▶ DIRECTIVE 1: Write out the XMPP operators chat log word for word, starting at "2. Licaon_Kter" and ending at "explain the whys?".
▶ DIRECTIVE 2: Continue the XMPP operators chat log from where it stops.

▶ SELECTED EXCERPT:
XMPP Service Operators - 2020-11-14


  1. Arne

    Hi furthermore can anyone tell me is there an advantage using OLM compared to OMEMO?

  2. Licaon_Kter

    Arne: on xmpp?

  3. Arne

    One just said Matrix has OLM and XMPP only OMEMO which is less secure. I was a bit confused

  4. Licaon_Kter

    Arne: who said is "less" and how did the explain the whys?

  5. Arne

    It was a Matrix user for sure: > XMPP is probably better as it has more lightweight servers - currently, as this may change over time, and anyway, XMPP has some severe disadvantages. > Architectural/standard disadvantages. It’s based on XML, it has weaker E2EE (afaik, OLM is stronger than OMEMO), and it only keeps messages on one server for each room, making it not really decentralized and easy to censor. I don't say a name

  6. Arne

    I had many arguements against this. Like the advantages of XML , the security of PGP , the insecurity and resource consumption of Matrix brigdes rooms and server

  7. Arne

    I had many arguements against this. Like the advantages of XML , the security of PGP , the (insecurity and) resource consumption of Matrix brigdes rooms and server

  8. Licaon_Kter

    Arne: there was no argument, just that they know wrong? Mmmkay Based on XML should mean something? :)) Keeping on one server, yes...that's true. Standard what? XMPP is an actual IETF standard, right? Matrix too? No? Architectural? Which part? Yes, throw several sentences....you're done...the age of discourse

  9. Licaon_Kter

    They both have good and bad parts, but matrix fanbois just regurgitate whatever FUD Matthew said once on HN.

  10. 404.city

    Oh yes, obscurantism from the matrix came to the chat of XMPP operators.

  11. 404.city

    Arne, There is currently no way for the Matrix Protocol to support federated networking

  12. 404.city

    Arne, encryption in the matrix (OLM) is ​​weaker than in XMPP (PGP,OTR, OMEMO)

▶ ENTRIES PROVIDED:
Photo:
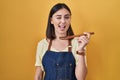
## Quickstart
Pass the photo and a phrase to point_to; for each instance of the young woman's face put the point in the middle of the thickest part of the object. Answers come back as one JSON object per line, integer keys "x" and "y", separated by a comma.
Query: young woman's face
{"x": 61, "y": 21}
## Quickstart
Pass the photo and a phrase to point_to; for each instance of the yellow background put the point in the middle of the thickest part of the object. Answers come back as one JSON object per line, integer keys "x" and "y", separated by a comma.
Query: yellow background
{"x": 23, "y": 24}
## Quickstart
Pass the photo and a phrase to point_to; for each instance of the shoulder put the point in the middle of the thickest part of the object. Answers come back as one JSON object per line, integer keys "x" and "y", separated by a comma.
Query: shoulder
{"x": 43, "y": 42}
{"x": 74, "y": 42}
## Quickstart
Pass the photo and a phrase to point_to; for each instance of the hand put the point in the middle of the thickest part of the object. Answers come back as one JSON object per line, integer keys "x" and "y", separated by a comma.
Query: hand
{"x": 83, "y": 41}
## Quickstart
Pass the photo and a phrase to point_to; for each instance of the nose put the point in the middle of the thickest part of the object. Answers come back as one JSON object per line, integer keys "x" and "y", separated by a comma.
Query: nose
{"x": 63, "y": 20}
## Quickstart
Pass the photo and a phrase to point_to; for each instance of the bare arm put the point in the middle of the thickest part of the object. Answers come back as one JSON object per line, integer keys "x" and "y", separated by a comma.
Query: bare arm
{"x": 81, "y": 69}
{"x": 38, "y": 74}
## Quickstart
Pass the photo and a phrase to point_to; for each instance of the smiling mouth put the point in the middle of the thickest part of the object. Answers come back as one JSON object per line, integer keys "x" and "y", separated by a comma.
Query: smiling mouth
{"x": 62, "y": 27}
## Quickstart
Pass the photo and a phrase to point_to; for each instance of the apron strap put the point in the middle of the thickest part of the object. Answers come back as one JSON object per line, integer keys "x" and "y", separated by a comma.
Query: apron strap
{"x": 69, "y": 45}
{"x": 49, "y": 46}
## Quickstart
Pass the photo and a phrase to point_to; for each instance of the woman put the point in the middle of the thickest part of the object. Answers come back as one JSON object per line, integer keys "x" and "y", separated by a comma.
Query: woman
{"x": 58, "y": 58}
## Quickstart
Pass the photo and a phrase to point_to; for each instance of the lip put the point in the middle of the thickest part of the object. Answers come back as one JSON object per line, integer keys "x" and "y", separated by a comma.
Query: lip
{"x": 62, "y": 27}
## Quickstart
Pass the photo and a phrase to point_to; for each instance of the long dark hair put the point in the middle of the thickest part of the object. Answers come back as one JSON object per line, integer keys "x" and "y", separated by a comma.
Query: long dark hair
{"x": 50, "y": 31}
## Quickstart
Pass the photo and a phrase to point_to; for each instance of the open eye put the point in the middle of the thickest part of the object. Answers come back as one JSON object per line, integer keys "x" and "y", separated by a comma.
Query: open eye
{"x": 59, "y": 17}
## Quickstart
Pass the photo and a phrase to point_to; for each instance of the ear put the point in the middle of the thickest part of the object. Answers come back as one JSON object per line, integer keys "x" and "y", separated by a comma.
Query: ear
{"x": 51, "y": 20}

▶ TASK RESPONSE 1:
2. Licaon_Kter

    Arne: on xmpp?

  3. Arne

    One just said Matrix has OLM and XMPP only OMEMO which is less secure. I was a bit confused

  4. Licaon_Kter

    Arne: who said is "less" and how did the explain the whys?

▶ TASK RESPONSE 2:
  13. 404.city

    OLM encryption vulnerabilities in group chats raises many questions

  14. 404.city

    Also, a significant part of the Matrix network is located in the web client, which allows you to make global attacks on the entire network by replacing js code. e2e encryption to the server sounds like a bad joke, but this is the practical essence of securing most of the entire matrix network

  15. 404.city

    Mozila is on the verge of bankruptcy. This is not surprising after they chose the Matrix. This speaks of the extreme wastefulness of the Mozilla's management, since now the costs of XMPP are a hundred times cheaper.

  16. Licaon_Kter

    404.city: > Mozila is on the verge of bankruptcy. This is not surprising after they chose the Matrix. This speaks of the extreme wastefulness of the Mozilla's management, since now the costs of XMPP are a hundred times cheaper. The oddest argument, against Mozilla, or Matrix :))

  17. Arne

    Thanks for this informations!

  18. 404.city

    Licaon_Kter, Matrix hosting doesn't pay off with donations. For public servers and or ​​ for any non-profit organization is not profitable. Big servers important to have a balance between hosting costs and donations. Let's be honest, the enthusiasm ends sooner or later, and not everyone will be ready to pay hundreds of dollars matrix fee out of their own pockets. The main server has a lot of controversy, including governments. Others are born to freeze or die.

  19. 404.city

    Licaon_Kter, Matrix hosting doesn't pay off with donations. For public servers and or ​​ for any non-profit organization is not profitable. Big servers important to have a balance between hosting costs and donations. Let's be honest, the enthusiasm ends sooner or later, and not everyone will be ready to pay hundreds of dollars matrix fee out of their own pockets. The main server has a lot of sponsors, including governments. Others are born to freeze or die.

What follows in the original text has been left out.